● **WORK REQUIRED**: In the Holy Cross football piece below, why does the writer call Andy Talley's comment about Dominic Randolph "high praise"? Answer in one to three sentences.

● **SUPPLIED PASSAGE**:
Holy Cross - now a nationally-ranked team most of the year, thanks to Randolph and the fact that they were the preseason pick to win the Patriot League - played like they had every September for the past few years. Against Harvard, Randolph played error-free ball in a 293 yard, 2 TD effort as Holy Cross won 27-20. They'd avenge last year's loss to Colgate with a 42-28 victory over the previously undefeated Raiders where Randolph - of all things - got the first 100 yard rushing game of his career, with 166 yards and 2 TDs. (Overall, he'd have a part in every TD the Crusaders scored in that game.) Along the way, he broke Steve McNair's FCS record for games with a touchdown pass (he'd end his career with 42) and broke every other significant Patriot League passing record well before November.
“That was a big victory,” Randolph said of the Colgate game. “We learned we could compete with the best of them. We had been waiting a long time for that game.”
By the time the 13th-ranked Crusaders faced Lehigh - with Randolph as the undisputed reason as to why they were ranked that highly - I noted he was leading Holy Cross in everything - including rushing yards. A game Lehigh team had a late lead in what would have been a mammoth upset - but Randolph, as ever, found a way to hit WR Freddie Santana in the end zone and escape Goodman with a 24-21 victory.
It wasn't Holy Cross' best game offensively that afternoon, thanks to the Mountain Hawk defense. "The Lehigh kids came out and they blitzed," a relieved Holy Cross head coach Tom Gilmore said after the game. "They did a good job changing things up. One time, a play would be there, and the next time we'd get back to it, they had it defended. I thought they did a good job changing things up." Randolph had to dig deep to get the victory - but on that last, important drive, he did. ""Coach McKenzie told me [at the beginning of the last drive] 'forget what whatever you've done, just go out there and play football'," he said. "It kind of brought me back down to realize that it's just a game, and we were a little more loose during that last drive. That gave us the opportunity to move the ball."
One more game remained for Holy Cross in order for them to get what had been denied them three straight years. One win - at home, versus the daunting defense of Lafayette - stood between them and that elusive league title.
And the Leopards hardly made it easy for Dominic and Holy Cross. After forcing Randolph into two early interceptions, Lafayette jumped to a 19-6 lead in a wet, soupy game that seemed to point to yet another curse-of-the-football-gods situation for Holy Cross. But Randolph - and his teammates - simply would not let that happen. He'd engineer drives for three unanswered touchdowns - including a key 40 yard strike to Freddie Santana - that allowed the Crusaders to hang on for a 28-26 victory.
They finally had it - that Patriot League championship and the appearance in the FCS playoffs they so desperately wanted after three straight disappointments for Dominic.
To cap it all off, though Holy Cross would not upset Villanova in the first round, their 38-28 defeat would grab the attention of Andy Talley, the Wildcat head football coach. "Dominic Randolph is a very fine player and I would have to say he is the best pure passer we have seen this season," he said of Randolph's 347 yard, 4 TD performance. That's high praise from the head coach of a team whose defense only gave up 28 points one other time all season.

● **Records from a dataset**:
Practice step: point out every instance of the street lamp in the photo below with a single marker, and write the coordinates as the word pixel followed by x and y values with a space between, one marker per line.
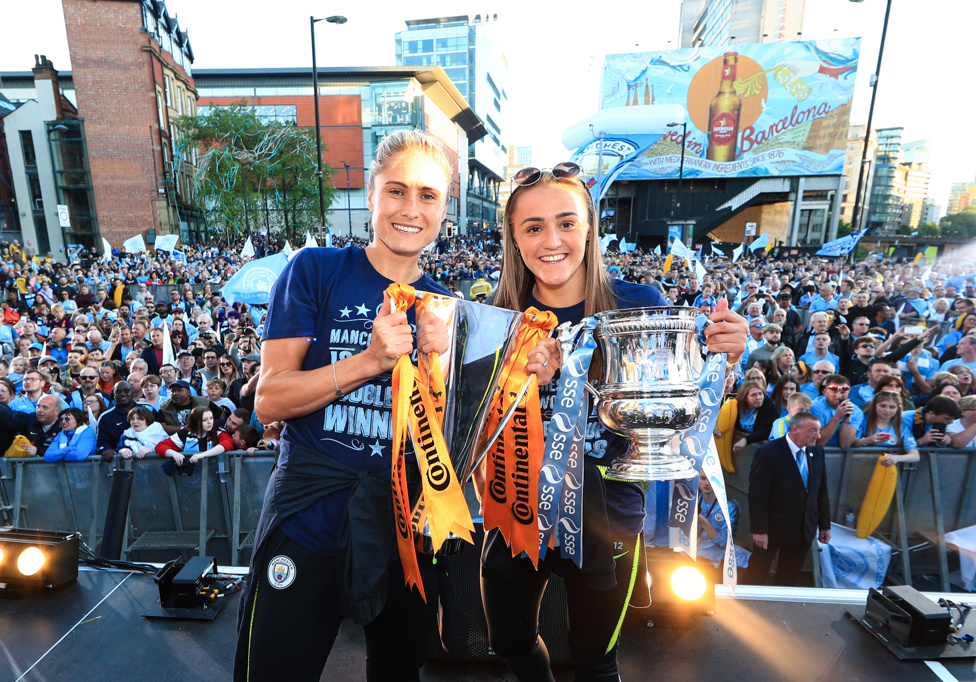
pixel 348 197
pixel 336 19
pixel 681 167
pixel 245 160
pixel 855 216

● **EXERCISE SOLUTION**: Talley was the head coach of Villanova, a team whose defense had given up 28 points only one other time all season. Randolph threw for 347 yards and 4 touchdowns against that defense, and Talley then called him the best pure passer Villanova had seen that season.